__Set problem__
Write out exactly, with no other output, the lines below from the one that contains "of the sign" through the end.

__Extracted data__
:::::
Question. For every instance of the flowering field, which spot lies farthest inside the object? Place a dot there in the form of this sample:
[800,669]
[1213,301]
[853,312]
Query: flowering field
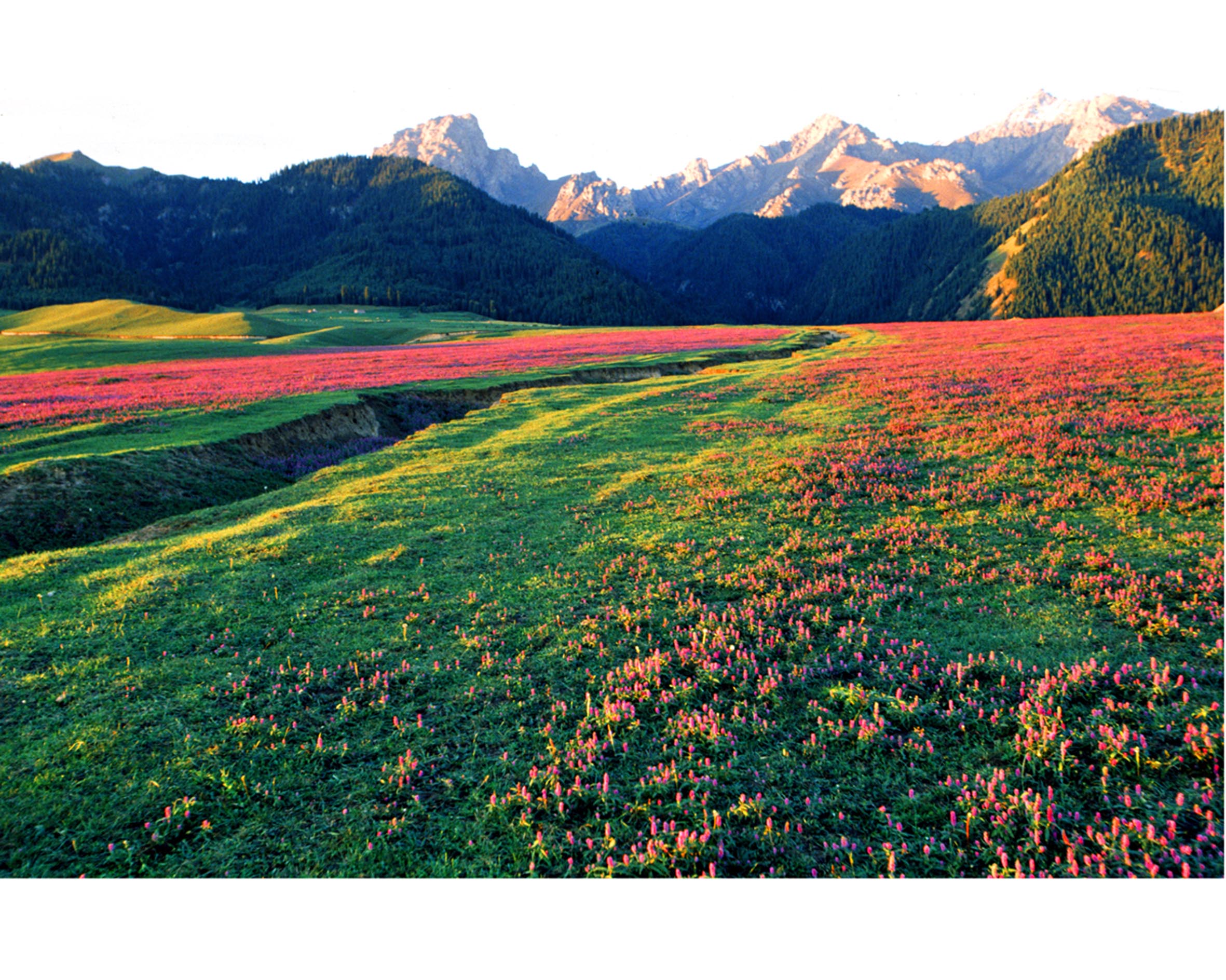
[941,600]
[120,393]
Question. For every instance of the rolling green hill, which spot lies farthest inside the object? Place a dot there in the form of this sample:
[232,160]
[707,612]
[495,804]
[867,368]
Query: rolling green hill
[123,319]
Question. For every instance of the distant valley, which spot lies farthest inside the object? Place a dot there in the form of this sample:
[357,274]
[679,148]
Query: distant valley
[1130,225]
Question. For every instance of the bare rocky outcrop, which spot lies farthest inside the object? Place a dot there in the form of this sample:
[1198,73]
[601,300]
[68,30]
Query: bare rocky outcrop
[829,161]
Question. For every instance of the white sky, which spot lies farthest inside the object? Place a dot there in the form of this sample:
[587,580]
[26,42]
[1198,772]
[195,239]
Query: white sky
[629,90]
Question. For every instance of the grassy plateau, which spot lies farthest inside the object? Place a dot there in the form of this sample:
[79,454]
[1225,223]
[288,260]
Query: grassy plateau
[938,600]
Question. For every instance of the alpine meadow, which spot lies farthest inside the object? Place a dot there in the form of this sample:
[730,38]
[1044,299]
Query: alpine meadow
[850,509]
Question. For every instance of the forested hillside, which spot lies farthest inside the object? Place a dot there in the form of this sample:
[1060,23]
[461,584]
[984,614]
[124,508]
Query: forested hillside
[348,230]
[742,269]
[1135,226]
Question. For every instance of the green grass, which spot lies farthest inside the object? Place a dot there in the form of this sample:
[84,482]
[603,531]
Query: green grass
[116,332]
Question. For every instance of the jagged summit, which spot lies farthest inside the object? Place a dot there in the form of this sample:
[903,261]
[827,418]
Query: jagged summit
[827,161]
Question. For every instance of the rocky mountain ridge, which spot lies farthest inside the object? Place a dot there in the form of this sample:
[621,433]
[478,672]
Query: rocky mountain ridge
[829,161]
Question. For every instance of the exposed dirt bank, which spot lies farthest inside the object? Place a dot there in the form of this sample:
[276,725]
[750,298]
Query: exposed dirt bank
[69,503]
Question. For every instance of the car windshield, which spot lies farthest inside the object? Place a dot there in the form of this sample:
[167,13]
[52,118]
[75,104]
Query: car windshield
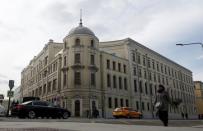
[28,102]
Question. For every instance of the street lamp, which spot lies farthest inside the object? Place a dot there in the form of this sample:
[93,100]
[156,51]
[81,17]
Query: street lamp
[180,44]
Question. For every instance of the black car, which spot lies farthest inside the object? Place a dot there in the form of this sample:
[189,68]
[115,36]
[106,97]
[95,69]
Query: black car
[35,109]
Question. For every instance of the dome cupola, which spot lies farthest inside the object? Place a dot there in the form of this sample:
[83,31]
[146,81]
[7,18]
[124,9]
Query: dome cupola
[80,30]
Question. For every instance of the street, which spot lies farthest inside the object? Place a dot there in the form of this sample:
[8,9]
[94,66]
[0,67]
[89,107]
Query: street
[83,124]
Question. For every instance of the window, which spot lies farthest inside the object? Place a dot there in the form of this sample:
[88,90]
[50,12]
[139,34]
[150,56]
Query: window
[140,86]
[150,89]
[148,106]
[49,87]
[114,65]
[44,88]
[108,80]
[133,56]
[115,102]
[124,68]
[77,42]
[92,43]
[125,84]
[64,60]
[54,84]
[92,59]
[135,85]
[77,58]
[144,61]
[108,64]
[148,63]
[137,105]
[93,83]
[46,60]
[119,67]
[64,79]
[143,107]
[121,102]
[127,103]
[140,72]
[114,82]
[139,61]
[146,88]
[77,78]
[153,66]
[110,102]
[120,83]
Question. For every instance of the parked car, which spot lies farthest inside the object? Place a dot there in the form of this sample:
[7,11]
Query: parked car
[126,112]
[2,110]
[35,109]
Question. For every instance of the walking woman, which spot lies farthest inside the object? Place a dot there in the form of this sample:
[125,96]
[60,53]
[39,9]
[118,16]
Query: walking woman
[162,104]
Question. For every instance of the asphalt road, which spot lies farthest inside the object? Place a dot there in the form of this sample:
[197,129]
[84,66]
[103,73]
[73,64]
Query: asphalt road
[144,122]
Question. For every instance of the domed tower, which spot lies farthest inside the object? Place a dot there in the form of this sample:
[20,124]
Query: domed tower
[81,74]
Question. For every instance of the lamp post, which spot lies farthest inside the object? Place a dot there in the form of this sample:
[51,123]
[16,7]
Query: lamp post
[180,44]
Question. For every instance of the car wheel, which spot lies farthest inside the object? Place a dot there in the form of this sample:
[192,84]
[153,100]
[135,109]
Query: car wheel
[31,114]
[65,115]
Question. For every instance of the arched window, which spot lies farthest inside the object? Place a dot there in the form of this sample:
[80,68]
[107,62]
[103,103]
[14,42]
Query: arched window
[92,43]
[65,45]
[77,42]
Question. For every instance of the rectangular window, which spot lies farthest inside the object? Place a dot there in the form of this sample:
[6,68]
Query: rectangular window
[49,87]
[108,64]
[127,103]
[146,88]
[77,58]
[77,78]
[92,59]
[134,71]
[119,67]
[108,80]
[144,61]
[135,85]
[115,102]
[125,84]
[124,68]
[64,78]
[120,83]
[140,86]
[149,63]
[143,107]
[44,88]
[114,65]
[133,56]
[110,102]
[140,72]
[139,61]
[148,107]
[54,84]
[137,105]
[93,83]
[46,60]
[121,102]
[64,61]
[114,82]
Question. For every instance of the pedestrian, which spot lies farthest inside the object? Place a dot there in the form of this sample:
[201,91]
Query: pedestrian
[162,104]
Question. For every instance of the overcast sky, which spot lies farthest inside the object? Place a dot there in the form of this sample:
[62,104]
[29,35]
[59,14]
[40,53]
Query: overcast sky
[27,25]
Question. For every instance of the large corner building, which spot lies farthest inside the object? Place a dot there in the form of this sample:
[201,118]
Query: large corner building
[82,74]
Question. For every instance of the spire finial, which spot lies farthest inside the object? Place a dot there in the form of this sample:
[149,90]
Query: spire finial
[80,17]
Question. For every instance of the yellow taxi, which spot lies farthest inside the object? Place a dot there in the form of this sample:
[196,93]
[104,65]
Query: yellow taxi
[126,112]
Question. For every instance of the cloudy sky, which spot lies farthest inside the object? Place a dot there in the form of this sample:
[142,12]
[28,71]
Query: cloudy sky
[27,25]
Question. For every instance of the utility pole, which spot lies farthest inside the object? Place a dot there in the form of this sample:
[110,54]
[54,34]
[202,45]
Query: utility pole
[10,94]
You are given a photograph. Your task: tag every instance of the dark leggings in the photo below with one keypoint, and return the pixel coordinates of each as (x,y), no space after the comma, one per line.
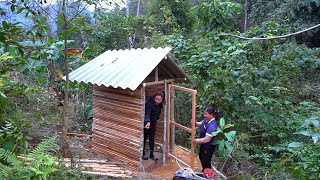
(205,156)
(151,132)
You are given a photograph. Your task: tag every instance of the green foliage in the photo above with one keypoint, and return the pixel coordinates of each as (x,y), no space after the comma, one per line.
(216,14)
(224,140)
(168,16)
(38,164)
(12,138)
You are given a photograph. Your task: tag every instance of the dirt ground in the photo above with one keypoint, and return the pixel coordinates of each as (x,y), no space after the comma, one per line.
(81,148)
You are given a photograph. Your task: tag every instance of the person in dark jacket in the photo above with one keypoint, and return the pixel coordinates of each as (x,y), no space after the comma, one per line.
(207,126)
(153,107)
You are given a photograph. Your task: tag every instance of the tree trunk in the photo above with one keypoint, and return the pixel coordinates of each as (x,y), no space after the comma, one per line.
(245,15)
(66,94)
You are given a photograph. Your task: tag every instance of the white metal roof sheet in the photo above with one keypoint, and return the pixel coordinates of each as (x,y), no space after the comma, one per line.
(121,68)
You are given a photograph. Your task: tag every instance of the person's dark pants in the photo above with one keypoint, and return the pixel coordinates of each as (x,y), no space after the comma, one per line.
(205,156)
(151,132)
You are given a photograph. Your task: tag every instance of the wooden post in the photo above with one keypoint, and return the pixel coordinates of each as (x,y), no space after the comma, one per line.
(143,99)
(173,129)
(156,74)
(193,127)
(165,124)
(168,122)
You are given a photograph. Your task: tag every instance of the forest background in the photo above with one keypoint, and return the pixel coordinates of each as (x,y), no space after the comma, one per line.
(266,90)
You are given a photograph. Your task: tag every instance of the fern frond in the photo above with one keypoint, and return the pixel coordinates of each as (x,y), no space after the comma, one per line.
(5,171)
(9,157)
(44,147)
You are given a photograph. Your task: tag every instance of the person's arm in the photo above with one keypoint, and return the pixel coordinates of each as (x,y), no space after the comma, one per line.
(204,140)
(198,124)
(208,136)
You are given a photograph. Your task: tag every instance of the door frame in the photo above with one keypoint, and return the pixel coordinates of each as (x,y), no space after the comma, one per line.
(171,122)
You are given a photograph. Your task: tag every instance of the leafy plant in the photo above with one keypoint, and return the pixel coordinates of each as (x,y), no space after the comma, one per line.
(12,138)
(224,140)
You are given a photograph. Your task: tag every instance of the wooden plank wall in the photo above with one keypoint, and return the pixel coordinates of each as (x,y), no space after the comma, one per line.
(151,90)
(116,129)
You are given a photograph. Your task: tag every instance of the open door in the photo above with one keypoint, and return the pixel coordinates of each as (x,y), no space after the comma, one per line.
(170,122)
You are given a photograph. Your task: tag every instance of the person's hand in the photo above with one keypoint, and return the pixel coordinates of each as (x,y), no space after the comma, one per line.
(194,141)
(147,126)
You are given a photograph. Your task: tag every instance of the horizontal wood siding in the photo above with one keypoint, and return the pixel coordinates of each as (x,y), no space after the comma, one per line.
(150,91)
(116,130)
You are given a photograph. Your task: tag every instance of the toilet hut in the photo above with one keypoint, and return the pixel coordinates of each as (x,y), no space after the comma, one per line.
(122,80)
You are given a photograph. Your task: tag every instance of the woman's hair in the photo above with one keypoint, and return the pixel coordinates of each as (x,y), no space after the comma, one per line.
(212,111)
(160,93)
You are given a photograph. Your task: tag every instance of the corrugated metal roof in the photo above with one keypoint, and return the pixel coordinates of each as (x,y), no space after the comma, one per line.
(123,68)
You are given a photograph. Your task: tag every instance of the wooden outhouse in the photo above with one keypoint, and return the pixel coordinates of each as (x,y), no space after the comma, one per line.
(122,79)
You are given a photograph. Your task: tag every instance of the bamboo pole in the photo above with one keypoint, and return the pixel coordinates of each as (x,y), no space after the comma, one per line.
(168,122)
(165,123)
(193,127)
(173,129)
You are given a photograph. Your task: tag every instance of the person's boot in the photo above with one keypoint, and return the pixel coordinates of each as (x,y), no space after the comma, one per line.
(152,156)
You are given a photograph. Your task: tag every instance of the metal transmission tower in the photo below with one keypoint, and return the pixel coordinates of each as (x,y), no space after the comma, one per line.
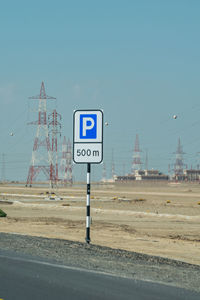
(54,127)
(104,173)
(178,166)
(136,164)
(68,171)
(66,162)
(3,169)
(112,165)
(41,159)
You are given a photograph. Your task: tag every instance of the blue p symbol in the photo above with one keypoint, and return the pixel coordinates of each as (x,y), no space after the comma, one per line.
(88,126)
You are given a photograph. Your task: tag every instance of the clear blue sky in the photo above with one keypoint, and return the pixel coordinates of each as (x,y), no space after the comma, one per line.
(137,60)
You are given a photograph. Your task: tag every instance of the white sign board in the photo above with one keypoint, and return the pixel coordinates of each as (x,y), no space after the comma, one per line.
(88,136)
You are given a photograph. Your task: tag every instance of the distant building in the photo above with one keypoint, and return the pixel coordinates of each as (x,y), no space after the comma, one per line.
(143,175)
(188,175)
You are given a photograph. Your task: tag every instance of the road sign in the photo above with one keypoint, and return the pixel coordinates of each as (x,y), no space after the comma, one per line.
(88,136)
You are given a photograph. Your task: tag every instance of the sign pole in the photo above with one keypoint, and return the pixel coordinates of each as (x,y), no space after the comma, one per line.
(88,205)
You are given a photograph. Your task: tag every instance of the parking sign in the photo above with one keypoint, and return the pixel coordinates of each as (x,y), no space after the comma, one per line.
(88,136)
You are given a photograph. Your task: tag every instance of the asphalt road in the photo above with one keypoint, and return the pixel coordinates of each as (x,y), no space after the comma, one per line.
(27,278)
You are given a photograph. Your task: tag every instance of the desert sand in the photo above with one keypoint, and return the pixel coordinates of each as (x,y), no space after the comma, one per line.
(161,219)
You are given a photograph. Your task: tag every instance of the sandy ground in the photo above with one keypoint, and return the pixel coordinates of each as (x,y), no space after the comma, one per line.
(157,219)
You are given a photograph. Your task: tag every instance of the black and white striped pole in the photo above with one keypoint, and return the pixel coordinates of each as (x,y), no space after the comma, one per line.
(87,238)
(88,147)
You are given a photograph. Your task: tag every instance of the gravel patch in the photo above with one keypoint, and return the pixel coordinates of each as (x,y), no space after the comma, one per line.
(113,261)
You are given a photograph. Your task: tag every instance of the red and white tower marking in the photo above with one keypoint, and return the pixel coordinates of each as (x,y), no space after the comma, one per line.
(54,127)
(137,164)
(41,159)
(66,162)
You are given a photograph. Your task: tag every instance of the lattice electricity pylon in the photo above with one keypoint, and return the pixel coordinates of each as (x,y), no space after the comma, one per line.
:::::
__Output for this exercise__
You are given a photograph. Your task: tag every instance of the sign pole in the photo above with one keypoint, and return the pixel coordinates of each as (x,y), no space after the comma, one per line.
(88,205)
You are given a photograph. Your task: tag every instance of the parking sign in the photo above with one keypoint, and return the pixel coordinates of each as (x,y), no space after the comma, one per line.
(88,136)
You are given a photograph. Your task: tag every instance of the asphalt road in the photo above with one keypoint, and return the pixel coordinates of each as (x,y), no space after the comma, one per line.
(27,278)
You are given a photograph. Your task: tag every instance of the desert sand in the photo above with one keypoint, and return the pixel coordinates of each as (x,y), no space after the comma, one per line.
(161,219)
You are given a photograph. Your task: tag every instance of the sandy ground in the photo above with one keypoint, and return the pixel coordinates of each as (x,y), no space after the comma, one per line.
(157,219)
You are given a photograph. Your task: tag every instance of the black and white striped pole in the photo above with one keypoint, and return the pixel coordinates of each as (x,y), no space after the comma, one per line.
(87,238)
(88,147)
You are given a photograph. Your task: tag every instance of the gravel patch in the photo above with one keypoint, and return the pixel coordinates of each as (x,y), no space after the comma, one per line.
(113,261)
You are given a photograph. Your task: tag every instance of the red and white tower marking in the photo above with one keypoint, and return the pixel coordinates of each as (x,y), no space after the comma, one per line.
(54,127)
(137,164)
(41,159)
(66,162)
You are given a photograph. Your task: tag every instance of the lattice electricity pylon in the photo above with one keypoint, and return the pixel coordinates of each as (x,y), no space after the comma, one per line.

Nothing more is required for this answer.